##### MATERIAL SUPPLIED #####
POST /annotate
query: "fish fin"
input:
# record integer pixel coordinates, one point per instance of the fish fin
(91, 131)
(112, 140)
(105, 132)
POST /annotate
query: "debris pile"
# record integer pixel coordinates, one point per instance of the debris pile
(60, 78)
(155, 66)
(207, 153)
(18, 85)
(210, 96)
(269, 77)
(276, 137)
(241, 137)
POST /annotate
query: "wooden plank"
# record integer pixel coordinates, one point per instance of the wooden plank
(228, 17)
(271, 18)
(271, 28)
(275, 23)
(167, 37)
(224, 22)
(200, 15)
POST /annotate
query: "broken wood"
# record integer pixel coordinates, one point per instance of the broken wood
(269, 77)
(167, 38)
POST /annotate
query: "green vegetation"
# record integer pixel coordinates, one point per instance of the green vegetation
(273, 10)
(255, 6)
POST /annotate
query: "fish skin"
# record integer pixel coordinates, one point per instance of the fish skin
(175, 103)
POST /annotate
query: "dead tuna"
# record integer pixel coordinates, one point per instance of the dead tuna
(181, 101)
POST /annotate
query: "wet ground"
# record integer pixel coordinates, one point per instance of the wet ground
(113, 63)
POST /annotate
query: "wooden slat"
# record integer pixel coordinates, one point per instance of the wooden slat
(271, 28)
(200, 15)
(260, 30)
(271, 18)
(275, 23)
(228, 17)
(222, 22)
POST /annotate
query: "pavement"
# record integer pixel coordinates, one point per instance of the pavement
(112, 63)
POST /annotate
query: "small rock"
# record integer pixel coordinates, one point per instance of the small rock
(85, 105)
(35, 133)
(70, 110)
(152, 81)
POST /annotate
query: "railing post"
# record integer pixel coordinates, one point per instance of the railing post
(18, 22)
#####
##### MATERIAL SUPPLIED #####
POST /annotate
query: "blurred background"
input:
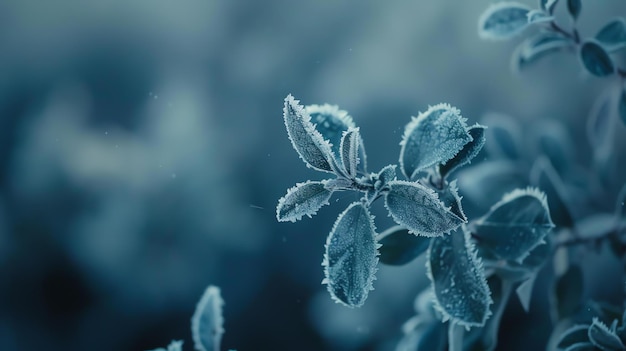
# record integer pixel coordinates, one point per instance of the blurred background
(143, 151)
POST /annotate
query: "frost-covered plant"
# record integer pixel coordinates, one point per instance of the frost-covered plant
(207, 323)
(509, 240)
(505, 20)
#####
##### MATERIAL SUPPLIED #####
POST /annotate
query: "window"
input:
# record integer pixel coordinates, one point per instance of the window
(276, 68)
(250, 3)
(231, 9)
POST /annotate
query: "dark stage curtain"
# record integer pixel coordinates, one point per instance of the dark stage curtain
#####
● **STATED PROBLEM**
Please pick out and copy every line above that contains the string "covered".

● **FINISHED ANSWER**
query: "frost-covered plant"
# record integer pixel coordinates, one point per instance of the frost-covered plant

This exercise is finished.